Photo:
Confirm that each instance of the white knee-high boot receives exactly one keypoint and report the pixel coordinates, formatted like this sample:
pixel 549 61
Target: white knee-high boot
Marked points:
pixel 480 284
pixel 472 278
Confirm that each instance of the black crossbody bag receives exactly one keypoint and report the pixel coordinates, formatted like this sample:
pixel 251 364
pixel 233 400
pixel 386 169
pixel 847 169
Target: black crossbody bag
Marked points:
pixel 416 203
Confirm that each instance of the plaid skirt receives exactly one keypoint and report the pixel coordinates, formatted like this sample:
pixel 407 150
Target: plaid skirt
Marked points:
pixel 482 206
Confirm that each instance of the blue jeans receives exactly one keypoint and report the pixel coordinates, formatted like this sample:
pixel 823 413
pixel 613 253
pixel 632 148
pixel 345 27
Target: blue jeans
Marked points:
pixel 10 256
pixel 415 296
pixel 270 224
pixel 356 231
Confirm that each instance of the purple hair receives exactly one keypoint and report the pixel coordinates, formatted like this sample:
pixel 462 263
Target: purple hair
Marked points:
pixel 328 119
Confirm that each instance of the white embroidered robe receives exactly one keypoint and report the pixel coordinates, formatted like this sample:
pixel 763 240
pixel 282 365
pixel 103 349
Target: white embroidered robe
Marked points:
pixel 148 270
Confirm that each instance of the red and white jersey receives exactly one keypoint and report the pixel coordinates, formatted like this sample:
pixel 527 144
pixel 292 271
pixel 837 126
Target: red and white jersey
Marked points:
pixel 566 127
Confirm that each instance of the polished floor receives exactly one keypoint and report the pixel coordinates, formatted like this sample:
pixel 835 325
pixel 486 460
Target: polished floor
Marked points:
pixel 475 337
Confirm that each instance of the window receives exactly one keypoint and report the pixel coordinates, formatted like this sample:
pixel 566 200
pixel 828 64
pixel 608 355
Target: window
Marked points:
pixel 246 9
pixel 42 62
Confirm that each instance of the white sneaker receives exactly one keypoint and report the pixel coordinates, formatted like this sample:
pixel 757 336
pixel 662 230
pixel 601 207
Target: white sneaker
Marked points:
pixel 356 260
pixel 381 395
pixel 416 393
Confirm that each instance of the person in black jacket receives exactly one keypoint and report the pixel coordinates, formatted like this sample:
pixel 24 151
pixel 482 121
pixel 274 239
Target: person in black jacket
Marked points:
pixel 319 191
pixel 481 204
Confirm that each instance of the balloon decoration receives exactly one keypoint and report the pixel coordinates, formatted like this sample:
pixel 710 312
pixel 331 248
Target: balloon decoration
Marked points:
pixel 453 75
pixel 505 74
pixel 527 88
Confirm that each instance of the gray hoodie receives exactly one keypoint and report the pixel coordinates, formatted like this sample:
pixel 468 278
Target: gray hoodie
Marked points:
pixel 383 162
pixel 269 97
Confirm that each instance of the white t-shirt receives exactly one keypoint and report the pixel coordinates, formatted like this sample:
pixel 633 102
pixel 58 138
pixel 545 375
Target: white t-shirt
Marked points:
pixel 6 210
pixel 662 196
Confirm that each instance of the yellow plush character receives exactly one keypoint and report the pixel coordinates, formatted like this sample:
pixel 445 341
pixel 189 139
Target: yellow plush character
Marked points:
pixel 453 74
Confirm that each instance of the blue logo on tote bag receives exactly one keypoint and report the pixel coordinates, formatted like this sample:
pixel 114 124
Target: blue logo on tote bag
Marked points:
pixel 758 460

·····

_What is asked_
Return all of the data word for word.

_Solution for this task_
Photo:
Confirm that each instance of the white knee-high boot receives exactly one keypoint and report the pixel coordinates, formatted like this sample:
pixel 549 61
Target: white knee-high boot
Marked points:
pixel 480 284
pixel 472 278
Confirm that each instance of the black crossbody bag receives exactly one keypoint and report the pixel coordinates, formatted like this sample:
pixel 251 364
pixel 233 400
pixel 386 169
pixel 847 169
Target: black crossbody bag
Marked points:
pixel 416 203
Confirm that each instance of the plaid skirt receives exactly one keypoint and report the pixel coordinates, formatted like this sample:
pixel 407 150
Target: plaid skirt
Marked points:
pixel 482 206
Confirm that each instance of the blue jeans receives exactly one keypoint and report the pixel coordinates, formatted like this sample:
pixel 823 413
pixel 613 253
pixel 632 148
pixel 345 27
Target: blue jeans
Marked points:
pixel 10 256
pixel 415 296
pixel 270 224
pixel 356 231
Confirm that each instance of the purple hair receives exactly one keypoint and report the pixel coordinates, formatted like this sample:
pixel 462 263
Target: purple hair
Marked points:
pixel 328 119
Confirm that each instance of the white embroidered robe receives exactly one keypoint and report the pixel coordinates, formatted like this sample:
pixel 763 240
pixel 282 365
pixel 103 349
Target: white embroidered robe
Marked points:
pixel 148 270
Confirm that each instance of the red and white jersey receives exactly one keypoint and report the pixel coordinates, formatted like this sample:
pixel 527 144
pixel 292 271
pixel 837 126
Target: red and white jersey
Marked points:
pixel 566 127
Confirm that each instance of the polished floor receives exactly one keypoint and report the pixel coordinates, formatted like this sample:
pixel 835 325
pixel 486 460
Target: polished floor
Marked points:
pixel 475 337
Confirm that each instance of the window receives exactly one keypoint and report the pixel coordinates, formatted like this sample:
pixel 566 200
pixel 828 64
pixel 608 355
Target: window
Marked points:
pixel 246 9
pixel 42 62
Confirm that each instance of the white sneaker receives exactly one keypoint and report the pixel coordinates, formatted like this sample:
pixel 757 336
pixel 662 230
pixel 601 207
Target: white sneaker
Marked points:
pixel 356 260
pixel 381 395
pixel 416 393
Confirm that each instance of the person in black jacket receives exactly one keypoint and report the pixel coordinates, formatted like this sample:
pixel 24 151
pixel 482 121
pixel 274 239
Target: person in black jacket
Marked points:
pixel 319 191
pixel 481 204
Confirm that each instance of the balloon decoration receives exactly one keypoint and report the pixel coordinates, formatted like this sample:
pixel 710 312
pixel 331 248
Target: balloon decoration
Marked points:
pixel 453 75
pixel 505 74
pixel 527 88
Confirm that each instance of the gray hoodie receives exactly one keypoint and report the pixel coordinates, formatted like this sample:
pixel 468 278
Target: gray hoodie
Marked points:
pixel 383 162
pixel 269 97
Confirm that each instance of the white t-shirt receives exactly one keypoint and report the pixel coordinates, formatted like this sample:
pixel 633 102
pixel 58 138
pixel 545 375
Target: white t-shirt
Marked points:
pixel 6 210
pixel 662 196
Confirm that each instance of the yellow plush character receives exactly one keypoint and report the pixel coordinates, formatted like this sample:
pixel 445 341
pixel 189 139
Target: yellow plush character
Marked points:
pixel 453 74
Confirm that each instance of the blue logo on tote bag receives exactly one keypoint and report the pixel coordinates, formatted like this sample:
pixel 114 124
Target: blue logo on tote bag
Marked points:
pixel 758 460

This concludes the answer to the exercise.